[Rows from a segmentation dataset]

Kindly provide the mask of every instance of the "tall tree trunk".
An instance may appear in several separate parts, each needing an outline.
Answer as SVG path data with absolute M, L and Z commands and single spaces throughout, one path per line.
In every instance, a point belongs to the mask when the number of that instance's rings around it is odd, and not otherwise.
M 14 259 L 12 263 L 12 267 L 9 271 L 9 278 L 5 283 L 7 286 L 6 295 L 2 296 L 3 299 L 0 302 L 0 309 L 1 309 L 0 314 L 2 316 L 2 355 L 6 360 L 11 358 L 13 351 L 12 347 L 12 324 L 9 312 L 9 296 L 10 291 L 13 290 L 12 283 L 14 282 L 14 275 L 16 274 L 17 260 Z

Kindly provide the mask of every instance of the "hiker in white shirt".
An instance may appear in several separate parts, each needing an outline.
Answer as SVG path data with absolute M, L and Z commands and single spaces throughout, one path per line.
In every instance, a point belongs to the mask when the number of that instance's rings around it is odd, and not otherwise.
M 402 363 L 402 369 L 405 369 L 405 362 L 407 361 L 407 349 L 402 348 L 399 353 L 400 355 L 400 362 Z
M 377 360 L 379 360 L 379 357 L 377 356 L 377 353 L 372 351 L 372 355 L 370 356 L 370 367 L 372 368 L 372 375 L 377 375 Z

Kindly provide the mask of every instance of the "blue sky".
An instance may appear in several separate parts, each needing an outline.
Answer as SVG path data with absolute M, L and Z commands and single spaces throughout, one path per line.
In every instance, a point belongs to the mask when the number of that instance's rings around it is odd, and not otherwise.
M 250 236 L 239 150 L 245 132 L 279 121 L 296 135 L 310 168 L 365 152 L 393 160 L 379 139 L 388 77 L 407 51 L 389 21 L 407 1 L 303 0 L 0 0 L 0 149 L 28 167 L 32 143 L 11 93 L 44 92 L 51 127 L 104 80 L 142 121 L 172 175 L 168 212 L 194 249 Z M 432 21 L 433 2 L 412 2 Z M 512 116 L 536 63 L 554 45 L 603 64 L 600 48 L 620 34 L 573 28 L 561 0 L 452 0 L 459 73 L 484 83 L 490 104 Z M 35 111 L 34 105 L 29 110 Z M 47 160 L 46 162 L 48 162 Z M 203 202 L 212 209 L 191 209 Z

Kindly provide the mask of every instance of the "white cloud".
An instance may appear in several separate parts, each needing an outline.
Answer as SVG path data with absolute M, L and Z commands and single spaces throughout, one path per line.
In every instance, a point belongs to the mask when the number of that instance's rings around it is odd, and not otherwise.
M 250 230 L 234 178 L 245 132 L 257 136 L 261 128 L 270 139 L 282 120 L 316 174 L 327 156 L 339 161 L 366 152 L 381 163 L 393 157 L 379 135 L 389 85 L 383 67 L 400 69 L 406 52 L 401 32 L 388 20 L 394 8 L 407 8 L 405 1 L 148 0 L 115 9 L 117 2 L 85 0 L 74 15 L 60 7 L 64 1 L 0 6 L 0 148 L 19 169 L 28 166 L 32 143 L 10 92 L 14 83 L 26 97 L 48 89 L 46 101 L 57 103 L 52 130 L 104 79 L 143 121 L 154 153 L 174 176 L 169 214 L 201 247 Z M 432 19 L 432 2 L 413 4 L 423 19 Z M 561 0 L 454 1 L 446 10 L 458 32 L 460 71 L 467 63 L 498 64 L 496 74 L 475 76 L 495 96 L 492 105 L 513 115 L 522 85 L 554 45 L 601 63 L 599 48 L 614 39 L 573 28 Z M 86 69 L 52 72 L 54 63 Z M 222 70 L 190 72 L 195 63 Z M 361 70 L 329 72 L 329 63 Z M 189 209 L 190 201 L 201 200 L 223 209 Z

→ Directions for this task: Convert all the rows above into a two-column CSV with the columns input and output, one row per request. Put the request text under input and its answer under output, each as a single quoted field with line breaks replaced by spaces.

→ Output:
input,output
"Kindly provide the mask of every instance of the ""tall tree trunk"". An instance may appear in several separate parts, each needing an outline. Answer as SVG path data with absolute M, L and Z commands and single spaces throughout, one path per line. In every instance, a point belongs to the mask when the number of that instance's rings around it is odd, and not otherwise.","M 14 259 L 12 263 L 12 267 L 9 271 L 9 278 L 5 283 L 7 286 L 6 295 L 2 296 L 3 299 L 0 302 L 0 309 L 1 309 L 0 314 L 2 316 L 2 355 L 6 360 L 11 358 L 13 351 L 12 347 L 12 324 L 9 312 L 9 296 L 10 291 L 13 290 L 12 283 L 14 282 L 14 275 L 16 274 L 17 260 Z"
"Kindly provide the mask of every instance of the ""hiker in white shirt"". An instance may appear in several separate parts, each needing an outline. Answer as SVG path data with absolute M, L and Z commands and single spaces throughout, one path per line. In every instance, a point belongs to the mask when the number of that instance's rings around it is odd, and not otherwise.","M 402 363 L 402 369 L 405 369 L 405 362 L 407 361 L 407 349 L 402 348 L 399 353 L 400 355 L 400 362 Z M 377 360 L 379 360 L 379 357 L 377 356 L 377 353 L 372 351 L 372 355 L 370 356 L 370 367 L 372 368 L 372 375 L 377 375 Z"
"Kindly provide the mask of every instance of the ""blue sky"". An instance may appear in several separate parts, each needing an outline. Answer as SVG path data with absolute M, L and Z commands and single spaces throughout, one path per line. In every instance, a point belongs to the mask when the number of that instance's rings around it is odd, and not otherwise.","M 250 236 L 239 150 L 245 132 L 279 121 L 296 135 L 310 168 L 365 152 L 393 160 L 379 139 L 388 77 L 407 51 L 389 21 L 407 1 L 303 0 L 0 0 L 0 149 L 28 167 L 32 143 L 11 93 L 44 92 L 51 127 L 104 80 L 142 121 L 172 175 L 168 212 L 194 249 Z M 432 21 L 433 2 L 412 2 Z M 512 116 L 536 63 L 554 45 L 603 64 L 600 48 L 620 34 L 573 28 L 561 0 L 452 0 L 459 73 L 484 83 L 490 104 Z M 35 111 L 34 105 L 29 110 Z M 47 160 L 46 162 L 48 162 Z M 203 202 L 212 209 L 191 209 Z"
"Kindly provide the mask of every instance of the ""white cloud"". An instance may appear in several separate parts, each needing an outline. Answer as SVG path data with absolute M, L and Z commands and single spaces throughout, one path per line. In every instance, a point belongs to the mask when the number of that instance's rings around it is odd, and not otherwise.","M 250 230 L 234 178 L 245 132 L 257 136 L 261 128 L 270 139 L 282 120 L 316 174 L 327 156 L 339 161 L 366 152 L 381 163 L 393 157 L 379 135 L 389 85 L 383 67 L 400 69 L 406 52 L 401 32 L 388 20 L 394 8 L 407 8 L 405 1 L 148 0 L 115 9 L 117 2 L 85 0 L 74 15 L 60 7 L 64 1 L 0 6 L 0 148 L 19 169 L 28 166 L 32 143 L 10 92 L 14 83 L 26 97 L 48 89 L 46 101 L 57 103 L 52 130 L 104 79 L 143 121 L 154 153 L 174 176 L 169 214 L 201 247 Z M 432 19 L 432 2 L 413 4 L 423 19 Z M 561 0 L 454 1 L 446 10 L 458 32 L 460 71 L 467 63 L 498 64 L 496 74 L 475 76 L 495 96 L 492 105 L 513 115 L 522 85 L 554 45 L 601 63 L 599 48 L 614 39 L 573 28 Z M 86 69 L 52 72 L 54 63 Z M 222 70 L 190 72 L 195 63 Z M 361 70 L 329 72 L 329 63 Z M 189 209 L 190 201 L 201 200 L 223 209 Z"